**What to do:** Format everything from the first of these lines down to and including the line that contains "[[735, 0, 913, 126]]" as a Markdown table with the columns Row and Line. Number each row and leave out blank lines.

**Exercise data:**
'''

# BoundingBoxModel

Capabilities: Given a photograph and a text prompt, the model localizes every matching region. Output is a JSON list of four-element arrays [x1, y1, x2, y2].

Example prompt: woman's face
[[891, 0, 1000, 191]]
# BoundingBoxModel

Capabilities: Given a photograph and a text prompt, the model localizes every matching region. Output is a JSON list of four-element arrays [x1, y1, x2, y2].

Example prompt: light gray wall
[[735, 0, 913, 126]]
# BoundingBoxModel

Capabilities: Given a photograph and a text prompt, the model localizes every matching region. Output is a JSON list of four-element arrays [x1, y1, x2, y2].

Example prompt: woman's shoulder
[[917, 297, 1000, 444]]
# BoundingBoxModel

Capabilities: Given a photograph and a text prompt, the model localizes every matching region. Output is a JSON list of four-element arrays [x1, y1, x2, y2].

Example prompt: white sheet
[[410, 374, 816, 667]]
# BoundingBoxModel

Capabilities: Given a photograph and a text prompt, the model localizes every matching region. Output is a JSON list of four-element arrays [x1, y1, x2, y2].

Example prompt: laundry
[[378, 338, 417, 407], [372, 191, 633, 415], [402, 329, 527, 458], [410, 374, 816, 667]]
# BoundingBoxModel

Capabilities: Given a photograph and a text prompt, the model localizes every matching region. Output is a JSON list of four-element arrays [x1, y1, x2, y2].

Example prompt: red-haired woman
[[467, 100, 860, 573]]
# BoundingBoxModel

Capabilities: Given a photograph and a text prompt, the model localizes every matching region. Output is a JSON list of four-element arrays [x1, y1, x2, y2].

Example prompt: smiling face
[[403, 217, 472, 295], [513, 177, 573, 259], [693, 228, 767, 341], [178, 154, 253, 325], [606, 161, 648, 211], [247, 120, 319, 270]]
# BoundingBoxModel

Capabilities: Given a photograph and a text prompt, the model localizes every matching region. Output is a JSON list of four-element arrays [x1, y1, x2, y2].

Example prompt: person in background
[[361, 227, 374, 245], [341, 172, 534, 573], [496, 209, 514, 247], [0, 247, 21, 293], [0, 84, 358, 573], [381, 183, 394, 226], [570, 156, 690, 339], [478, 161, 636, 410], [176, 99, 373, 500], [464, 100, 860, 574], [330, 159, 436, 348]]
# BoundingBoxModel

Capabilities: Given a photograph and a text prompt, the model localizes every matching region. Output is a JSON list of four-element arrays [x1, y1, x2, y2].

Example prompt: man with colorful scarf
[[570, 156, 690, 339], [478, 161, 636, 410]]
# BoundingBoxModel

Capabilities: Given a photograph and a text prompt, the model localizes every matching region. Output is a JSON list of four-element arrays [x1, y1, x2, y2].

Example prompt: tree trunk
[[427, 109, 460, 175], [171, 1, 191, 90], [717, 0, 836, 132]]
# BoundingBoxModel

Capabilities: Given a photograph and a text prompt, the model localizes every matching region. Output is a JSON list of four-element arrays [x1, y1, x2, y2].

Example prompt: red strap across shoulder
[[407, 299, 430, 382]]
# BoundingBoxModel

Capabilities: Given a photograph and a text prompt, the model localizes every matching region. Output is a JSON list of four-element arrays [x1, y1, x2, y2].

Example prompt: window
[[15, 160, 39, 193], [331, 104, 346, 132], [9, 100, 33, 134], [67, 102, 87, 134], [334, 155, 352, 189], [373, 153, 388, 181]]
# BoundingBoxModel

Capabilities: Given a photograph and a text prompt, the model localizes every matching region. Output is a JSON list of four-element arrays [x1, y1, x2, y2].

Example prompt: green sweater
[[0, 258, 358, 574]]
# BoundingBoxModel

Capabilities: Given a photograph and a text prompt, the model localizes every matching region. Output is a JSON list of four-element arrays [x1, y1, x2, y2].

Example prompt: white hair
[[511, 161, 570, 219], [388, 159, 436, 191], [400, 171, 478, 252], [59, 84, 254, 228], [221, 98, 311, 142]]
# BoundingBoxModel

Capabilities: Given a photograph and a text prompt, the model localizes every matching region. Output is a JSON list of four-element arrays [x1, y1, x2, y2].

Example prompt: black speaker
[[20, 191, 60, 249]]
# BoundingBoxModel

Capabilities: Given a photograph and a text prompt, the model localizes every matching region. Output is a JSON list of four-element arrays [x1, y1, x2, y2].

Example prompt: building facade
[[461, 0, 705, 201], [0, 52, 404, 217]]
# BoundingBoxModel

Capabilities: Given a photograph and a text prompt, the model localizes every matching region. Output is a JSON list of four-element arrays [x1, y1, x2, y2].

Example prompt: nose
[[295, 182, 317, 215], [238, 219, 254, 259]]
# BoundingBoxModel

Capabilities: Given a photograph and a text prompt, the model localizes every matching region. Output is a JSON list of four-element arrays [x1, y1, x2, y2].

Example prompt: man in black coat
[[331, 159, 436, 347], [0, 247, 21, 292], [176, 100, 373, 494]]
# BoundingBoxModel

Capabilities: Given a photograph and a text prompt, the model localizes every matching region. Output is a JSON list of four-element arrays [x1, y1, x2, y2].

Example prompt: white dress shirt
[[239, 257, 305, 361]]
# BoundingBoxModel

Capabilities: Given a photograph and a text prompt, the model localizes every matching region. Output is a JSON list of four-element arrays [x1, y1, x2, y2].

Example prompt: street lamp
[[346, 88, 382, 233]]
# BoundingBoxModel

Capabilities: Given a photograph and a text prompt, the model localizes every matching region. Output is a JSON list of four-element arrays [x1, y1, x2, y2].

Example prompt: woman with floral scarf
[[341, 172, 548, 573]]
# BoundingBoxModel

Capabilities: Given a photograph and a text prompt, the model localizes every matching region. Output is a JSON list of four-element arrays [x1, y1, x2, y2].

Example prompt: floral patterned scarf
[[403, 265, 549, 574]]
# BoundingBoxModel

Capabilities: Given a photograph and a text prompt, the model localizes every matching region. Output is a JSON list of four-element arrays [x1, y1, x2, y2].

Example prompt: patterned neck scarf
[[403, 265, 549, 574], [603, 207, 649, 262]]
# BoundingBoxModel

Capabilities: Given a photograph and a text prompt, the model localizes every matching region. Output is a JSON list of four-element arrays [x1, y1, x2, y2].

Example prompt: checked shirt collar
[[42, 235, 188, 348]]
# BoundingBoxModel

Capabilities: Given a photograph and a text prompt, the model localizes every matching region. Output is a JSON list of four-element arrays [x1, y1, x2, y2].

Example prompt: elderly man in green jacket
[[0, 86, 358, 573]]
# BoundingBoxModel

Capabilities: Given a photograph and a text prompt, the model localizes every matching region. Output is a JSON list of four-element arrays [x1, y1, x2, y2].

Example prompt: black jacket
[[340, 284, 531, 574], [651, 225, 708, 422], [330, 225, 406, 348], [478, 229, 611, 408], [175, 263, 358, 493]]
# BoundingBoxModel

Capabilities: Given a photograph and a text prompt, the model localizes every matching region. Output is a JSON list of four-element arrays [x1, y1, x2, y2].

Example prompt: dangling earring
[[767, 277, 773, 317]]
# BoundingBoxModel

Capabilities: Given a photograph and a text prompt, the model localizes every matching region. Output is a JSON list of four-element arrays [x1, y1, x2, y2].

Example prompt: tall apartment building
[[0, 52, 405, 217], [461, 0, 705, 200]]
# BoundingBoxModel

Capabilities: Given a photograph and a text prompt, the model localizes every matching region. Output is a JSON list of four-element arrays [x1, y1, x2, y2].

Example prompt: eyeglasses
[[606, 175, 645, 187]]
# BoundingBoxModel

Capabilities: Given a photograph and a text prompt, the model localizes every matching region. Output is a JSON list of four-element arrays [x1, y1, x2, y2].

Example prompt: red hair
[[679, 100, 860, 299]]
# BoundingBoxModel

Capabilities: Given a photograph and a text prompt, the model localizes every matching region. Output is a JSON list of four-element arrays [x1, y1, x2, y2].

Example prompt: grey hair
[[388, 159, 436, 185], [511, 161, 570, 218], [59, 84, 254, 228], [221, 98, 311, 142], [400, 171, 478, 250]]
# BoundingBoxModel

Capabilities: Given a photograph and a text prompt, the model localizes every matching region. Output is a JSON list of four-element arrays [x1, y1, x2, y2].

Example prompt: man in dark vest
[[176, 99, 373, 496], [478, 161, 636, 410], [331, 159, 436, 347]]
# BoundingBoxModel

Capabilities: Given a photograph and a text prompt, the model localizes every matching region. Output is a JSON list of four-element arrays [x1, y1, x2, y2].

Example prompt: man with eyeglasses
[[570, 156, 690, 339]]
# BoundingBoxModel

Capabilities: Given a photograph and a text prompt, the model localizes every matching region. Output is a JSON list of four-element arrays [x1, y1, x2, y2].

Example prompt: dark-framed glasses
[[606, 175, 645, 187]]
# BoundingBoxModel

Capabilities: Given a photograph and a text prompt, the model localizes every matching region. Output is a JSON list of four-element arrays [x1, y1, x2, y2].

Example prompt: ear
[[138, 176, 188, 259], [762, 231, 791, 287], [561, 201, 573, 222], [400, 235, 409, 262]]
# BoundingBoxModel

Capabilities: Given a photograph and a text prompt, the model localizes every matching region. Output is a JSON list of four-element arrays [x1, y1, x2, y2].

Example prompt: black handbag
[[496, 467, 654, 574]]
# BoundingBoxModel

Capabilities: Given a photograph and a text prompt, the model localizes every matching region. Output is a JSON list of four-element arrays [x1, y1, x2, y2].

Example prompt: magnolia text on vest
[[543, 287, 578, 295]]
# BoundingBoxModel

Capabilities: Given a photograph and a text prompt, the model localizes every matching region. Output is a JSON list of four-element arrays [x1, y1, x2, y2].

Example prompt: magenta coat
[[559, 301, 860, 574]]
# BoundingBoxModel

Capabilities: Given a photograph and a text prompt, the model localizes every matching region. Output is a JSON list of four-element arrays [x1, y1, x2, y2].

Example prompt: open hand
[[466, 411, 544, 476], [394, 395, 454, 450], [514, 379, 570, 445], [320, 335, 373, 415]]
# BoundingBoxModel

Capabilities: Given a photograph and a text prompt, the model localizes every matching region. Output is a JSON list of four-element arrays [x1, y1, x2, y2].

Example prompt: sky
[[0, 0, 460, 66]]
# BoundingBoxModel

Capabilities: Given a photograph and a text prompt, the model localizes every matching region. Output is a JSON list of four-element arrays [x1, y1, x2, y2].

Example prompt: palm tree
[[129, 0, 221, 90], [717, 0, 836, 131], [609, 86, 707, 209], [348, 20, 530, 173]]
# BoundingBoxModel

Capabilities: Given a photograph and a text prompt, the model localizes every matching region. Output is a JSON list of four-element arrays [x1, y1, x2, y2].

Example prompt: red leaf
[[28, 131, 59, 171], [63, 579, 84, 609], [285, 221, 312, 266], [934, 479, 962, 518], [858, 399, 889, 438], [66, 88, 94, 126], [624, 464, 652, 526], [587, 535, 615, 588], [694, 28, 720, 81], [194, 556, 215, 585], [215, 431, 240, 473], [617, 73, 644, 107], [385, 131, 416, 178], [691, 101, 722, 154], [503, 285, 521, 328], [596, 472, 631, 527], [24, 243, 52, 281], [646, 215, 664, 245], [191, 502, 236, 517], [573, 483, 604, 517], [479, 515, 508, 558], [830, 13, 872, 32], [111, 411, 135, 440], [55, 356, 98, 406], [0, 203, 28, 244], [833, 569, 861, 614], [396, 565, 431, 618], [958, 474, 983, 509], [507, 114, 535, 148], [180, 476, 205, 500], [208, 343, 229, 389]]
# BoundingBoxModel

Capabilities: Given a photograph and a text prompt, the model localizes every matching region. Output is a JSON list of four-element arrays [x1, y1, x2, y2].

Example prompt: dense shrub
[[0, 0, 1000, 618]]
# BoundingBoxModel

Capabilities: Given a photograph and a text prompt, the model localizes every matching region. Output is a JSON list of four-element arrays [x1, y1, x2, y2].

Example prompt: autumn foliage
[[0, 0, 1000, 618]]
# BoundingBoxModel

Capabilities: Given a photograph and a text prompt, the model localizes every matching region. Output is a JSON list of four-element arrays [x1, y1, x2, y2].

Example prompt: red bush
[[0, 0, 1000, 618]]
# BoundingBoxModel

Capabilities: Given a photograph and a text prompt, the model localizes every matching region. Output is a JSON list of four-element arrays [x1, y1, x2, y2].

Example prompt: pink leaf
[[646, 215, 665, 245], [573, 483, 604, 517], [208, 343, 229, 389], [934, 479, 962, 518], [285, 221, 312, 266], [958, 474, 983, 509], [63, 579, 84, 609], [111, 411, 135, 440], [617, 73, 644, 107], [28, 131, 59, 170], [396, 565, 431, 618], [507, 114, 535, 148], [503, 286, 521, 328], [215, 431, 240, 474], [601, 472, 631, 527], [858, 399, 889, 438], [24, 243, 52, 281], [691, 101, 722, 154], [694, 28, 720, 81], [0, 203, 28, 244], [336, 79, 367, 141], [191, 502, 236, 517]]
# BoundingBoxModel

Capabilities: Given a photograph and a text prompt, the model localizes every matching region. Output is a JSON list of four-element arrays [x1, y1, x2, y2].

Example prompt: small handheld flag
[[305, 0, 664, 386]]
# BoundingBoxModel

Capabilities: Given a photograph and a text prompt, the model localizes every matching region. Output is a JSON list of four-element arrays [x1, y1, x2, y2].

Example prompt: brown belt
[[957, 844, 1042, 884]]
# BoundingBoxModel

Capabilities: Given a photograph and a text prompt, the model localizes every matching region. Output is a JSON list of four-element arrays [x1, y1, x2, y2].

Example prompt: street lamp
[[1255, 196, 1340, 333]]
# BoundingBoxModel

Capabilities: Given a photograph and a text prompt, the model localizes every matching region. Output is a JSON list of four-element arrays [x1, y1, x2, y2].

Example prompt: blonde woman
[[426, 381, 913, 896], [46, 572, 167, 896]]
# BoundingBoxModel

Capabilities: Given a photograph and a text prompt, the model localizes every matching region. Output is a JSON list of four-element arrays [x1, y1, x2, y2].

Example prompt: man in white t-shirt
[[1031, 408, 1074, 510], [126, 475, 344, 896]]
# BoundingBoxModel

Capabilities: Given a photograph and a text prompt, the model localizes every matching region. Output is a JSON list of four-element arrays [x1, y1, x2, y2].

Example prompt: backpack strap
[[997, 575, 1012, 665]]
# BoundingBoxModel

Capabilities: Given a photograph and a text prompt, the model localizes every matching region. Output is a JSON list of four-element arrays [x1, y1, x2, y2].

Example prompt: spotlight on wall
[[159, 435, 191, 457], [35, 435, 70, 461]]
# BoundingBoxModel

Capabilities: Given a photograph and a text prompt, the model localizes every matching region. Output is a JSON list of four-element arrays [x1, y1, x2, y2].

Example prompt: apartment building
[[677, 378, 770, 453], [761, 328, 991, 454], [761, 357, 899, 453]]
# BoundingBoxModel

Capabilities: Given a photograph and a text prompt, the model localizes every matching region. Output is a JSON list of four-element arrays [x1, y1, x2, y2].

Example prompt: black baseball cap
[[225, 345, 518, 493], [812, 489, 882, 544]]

'''

**Result:**
| Row | Line |
|---|---|
| 1 | # BoundingBoxModel |
| 2 | Capabilities: Given a photograph and a text prompt, the model localizes every matching region. Output is a JSON list of four-element arrays [x1, y1, x2, y2]. |
| 3 | Example prompt: woman's face |
| 4 | [[891, 0, 1000, 191]] |
| 5 | # BoundingBoxModel |
| 6 | Capabilities: Given a photograph and a text prompt, the model localizes every matching region. Output is a JSON list of four-element arrays [x1, y1, x2, y2]. |
| 7 | Example prompt: light gray wall |
| 8 | [[735, 0, 913, 126]] |